**THE PROBLEM**
Can you format the lines below as a Markdown table with the columns "Row" and "Line", numbering each row and leaving out any blank lines?

**TASK MATERIAL**
------------------------------------------------

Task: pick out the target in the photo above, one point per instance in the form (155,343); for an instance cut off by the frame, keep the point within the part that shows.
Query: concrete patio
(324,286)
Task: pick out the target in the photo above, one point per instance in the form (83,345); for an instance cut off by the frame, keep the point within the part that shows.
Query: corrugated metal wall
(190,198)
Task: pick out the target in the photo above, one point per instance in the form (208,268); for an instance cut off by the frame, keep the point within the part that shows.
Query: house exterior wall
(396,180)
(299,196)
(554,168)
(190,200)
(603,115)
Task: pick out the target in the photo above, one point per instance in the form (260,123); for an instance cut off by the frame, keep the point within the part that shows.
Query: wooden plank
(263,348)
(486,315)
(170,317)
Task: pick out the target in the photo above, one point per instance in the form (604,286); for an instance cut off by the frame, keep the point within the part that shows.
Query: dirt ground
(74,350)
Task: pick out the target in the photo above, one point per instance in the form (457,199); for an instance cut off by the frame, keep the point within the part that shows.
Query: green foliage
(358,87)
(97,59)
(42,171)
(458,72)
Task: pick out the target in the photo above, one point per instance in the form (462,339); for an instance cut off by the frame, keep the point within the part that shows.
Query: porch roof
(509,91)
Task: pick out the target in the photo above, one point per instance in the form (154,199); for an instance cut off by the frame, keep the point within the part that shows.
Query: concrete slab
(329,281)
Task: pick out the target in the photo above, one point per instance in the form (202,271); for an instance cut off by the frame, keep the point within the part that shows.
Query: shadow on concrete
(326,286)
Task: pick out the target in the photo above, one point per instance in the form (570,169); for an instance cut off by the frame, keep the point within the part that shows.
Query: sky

------------------------------------------------

**RESULT OF THE TASK**
| Row | Line |
|---|---|
| 1 | Task: pick out the target in the photo above, one point per instance in the form (155,343); for an instance cut off by the frame, keep the point within the part that shows. |
| 2 | Query: concrete patio |
| 3 | (324,286) |
| 4 | Task: pick out the target in the photo above, one point per instance in the form (83,345); for an instance cut off by the frame, keep the point within the part that shows. |
| 5 | Query: corrugated metal wall |
| 6 | (190,198) |
| 7 | Task: pick out the target in the photo above, one point per instance in the form (208,268); for an instance cut off by the frame, keep the point within the part that shows. |
| 8 | Query: house exterior wall |
| 9 | (396,180) |
| 10 | (299,196) |
| 11 | (554,168) |
| 12 | (190,200) |
| 13 | (603,115) |
| 14 | Task: pick out the target in the photo above, one point per instance in the form (260,123); for an instance cut off by the frame, keep the point within the part that shows. |
| 15 | Query: wooden plank |
| 16 | (263,348) |
| 17 | (486,315) |
| 18 | (170,317) |
| 19 | Task: pick out the target in the photo above, one point per instance in the form (604,286); for an instance cut off by the frame, keep the point within the part that shows. |
| 20 | Query: dirt ground |
| 21 | (74,350) |
| 22 | Task: pick out the target in the photo above, one point per instance in the form (457,199); for an instance cut off by the frame, keep the point within the part that shows. |
| 23 | Query: green foliage |
| 24 | (358,87) |
| 25 | (97,59) |
| 26 | (42,171) |
| 27 | (458,72) |
| 28 | Task: pick out the target in the photo above, one point per instance in the form (462,339); for an instance cut off by the frame, keep the point within the part that shows. |
| 29 | Query: porch roof |
| 30 | (509,91) |
| 31 | Task: pick out the target in the photo above, one point per instance in the form (154,199); for an instance cut off by the frame, keep the point within the part that shows. |
| 32 | Query: concrete slab |
| 33 | (329,281) |
| 34 | Task: pick out the target in the photo above, one point per instance in the form (202,271); for an instance cut off by the frame, keep the point within the part that shows. |
| 35 | Query: shadow on concrete |
| 36 | (326,286) |
| 37 | Task: pick out the target in the photo above, one point per instance in the form (570,169); for an instance cut off by the frame, keep the point within the part that shows. |
| 38 | Query: sky |